> Short problem
Reproduce without any changes the stretch of the records from the line containing "Look at this" through the end of the records.
══════════
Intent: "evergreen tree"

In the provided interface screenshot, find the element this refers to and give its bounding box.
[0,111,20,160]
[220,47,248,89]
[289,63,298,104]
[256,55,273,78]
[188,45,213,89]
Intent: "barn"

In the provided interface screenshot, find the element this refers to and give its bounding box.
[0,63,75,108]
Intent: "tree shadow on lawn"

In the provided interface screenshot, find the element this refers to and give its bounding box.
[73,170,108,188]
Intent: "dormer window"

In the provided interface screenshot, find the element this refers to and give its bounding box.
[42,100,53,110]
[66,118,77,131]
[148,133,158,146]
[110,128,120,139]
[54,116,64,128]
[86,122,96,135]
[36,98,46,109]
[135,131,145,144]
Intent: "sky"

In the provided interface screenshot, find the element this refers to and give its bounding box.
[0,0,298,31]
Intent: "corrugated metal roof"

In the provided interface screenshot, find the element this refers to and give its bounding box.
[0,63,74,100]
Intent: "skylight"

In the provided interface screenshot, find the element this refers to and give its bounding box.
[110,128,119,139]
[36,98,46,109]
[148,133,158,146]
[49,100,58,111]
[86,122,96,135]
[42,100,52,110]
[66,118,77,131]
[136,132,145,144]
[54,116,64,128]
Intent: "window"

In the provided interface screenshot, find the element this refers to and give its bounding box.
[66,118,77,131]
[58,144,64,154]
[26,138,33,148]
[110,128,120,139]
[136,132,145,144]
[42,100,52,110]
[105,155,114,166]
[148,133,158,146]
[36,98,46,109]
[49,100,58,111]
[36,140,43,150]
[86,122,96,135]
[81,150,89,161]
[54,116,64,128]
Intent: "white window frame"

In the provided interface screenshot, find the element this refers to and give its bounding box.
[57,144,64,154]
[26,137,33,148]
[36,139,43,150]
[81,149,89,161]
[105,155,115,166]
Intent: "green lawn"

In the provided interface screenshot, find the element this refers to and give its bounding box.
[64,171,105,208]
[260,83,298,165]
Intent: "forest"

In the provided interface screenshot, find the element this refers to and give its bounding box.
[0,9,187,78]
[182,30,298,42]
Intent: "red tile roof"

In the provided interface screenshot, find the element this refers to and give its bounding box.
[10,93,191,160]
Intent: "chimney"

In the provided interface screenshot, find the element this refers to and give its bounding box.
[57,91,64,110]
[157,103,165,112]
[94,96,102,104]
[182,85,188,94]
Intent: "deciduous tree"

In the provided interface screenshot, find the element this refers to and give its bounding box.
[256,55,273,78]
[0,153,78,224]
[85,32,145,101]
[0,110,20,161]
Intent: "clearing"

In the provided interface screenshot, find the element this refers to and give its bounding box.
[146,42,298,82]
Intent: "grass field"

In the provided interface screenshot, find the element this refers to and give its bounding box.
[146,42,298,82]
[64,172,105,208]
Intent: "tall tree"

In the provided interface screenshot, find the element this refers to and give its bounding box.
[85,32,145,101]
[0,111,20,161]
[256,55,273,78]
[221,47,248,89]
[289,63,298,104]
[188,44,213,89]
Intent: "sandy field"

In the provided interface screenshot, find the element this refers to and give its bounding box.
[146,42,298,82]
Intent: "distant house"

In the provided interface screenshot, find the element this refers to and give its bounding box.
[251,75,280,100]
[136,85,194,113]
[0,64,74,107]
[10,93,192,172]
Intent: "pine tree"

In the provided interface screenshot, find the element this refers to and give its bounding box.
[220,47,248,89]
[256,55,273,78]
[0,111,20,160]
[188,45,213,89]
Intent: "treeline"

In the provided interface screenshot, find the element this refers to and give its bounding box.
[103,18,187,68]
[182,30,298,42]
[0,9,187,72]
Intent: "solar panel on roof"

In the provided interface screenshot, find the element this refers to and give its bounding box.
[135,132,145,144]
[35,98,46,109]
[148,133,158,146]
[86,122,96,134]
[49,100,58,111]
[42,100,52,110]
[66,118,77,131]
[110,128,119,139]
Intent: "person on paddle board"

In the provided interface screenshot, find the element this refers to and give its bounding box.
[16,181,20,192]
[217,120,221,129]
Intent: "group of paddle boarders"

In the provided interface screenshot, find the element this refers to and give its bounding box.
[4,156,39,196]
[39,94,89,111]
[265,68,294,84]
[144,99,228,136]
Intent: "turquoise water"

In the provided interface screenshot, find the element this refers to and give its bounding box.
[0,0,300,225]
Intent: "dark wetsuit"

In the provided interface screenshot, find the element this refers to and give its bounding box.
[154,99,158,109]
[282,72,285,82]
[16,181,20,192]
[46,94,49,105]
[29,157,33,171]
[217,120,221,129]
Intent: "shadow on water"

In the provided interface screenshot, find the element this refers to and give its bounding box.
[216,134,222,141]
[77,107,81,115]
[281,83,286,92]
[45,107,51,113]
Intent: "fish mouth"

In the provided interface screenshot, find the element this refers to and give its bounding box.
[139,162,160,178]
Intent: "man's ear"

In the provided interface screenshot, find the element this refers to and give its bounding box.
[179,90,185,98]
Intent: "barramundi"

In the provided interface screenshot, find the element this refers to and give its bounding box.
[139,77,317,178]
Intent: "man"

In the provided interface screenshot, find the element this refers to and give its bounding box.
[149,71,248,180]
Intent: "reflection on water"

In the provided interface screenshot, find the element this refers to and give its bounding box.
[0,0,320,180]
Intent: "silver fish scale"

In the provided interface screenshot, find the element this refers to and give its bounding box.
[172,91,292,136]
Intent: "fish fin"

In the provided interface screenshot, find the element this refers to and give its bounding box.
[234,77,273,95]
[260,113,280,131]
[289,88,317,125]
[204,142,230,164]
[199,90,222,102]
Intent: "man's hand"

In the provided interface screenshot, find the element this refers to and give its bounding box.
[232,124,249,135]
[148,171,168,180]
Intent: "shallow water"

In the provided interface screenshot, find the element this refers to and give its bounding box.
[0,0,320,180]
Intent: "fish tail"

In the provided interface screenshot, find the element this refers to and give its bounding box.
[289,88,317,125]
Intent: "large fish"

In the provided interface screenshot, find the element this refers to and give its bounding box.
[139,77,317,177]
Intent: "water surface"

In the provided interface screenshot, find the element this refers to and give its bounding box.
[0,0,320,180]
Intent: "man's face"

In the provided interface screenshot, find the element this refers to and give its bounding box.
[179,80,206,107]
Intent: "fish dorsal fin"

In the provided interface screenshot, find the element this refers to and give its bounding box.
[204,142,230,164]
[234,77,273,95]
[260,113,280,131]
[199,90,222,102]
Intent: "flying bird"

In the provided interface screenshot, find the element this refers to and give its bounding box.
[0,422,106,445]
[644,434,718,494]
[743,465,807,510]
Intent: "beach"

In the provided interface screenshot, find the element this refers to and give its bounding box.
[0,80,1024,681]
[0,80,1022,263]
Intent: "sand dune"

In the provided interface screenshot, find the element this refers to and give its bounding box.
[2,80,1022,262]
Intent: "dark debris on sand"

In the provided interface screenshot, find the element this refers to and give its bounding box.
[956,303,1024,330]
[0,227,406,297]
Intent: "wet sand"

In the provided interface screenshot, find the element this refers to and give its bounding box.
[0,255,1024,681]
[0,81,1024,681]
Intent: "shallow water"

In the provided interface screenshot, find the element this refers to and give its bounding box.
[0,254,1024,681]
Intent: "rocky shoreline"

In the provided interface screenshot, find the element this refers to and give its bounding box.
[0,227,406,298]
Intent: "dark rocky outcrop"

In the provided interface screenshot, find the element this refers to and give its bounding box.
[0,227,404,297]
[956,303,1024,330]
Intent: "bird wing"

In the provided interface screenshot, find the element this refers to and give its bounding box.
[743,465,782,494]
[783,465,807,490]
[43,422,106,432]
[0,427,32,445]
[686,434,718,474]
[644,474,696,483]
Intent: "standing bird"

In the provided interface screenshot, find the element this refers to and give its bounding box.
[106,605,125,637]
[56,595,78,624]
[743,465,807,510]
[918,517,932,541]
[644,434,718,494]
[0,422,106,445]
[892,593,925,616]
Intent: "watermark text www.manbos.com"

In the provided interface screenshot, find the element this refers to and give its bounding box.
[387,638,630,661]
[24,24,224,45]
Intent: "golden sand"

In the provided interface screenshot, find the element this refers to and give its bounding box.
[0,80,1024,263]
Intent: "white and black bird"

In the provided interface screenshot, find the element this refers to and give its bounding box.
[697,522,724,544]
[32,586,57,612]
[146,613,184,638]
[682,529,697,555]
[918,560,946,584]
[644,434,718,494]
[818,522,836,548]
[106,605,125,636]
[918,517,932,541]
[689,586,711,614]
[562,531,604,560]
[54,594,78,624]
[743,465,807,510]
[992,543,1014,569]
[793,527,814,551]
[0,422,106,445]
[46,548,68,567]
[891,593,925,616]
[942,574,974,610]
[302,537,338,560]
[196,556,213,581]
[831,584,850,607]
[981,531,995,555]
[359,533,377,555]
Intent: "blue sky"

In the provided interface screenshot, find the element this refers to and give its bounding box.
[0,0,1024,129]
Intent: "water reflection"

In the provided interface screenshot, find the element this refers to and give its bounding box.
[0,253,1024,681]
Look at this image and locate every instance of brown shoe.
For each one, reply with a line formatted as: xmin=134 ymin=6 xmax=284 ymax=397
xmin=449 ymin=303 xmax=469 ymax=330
══════════
> Answer in full
Look at this image and locate every instance of brown shoe.
For each one, reply with a line formatted as: xmin=134 ymin=6 xmax=284 ymax=397
xmin=449 ymin=303 xmax=469 ymax=330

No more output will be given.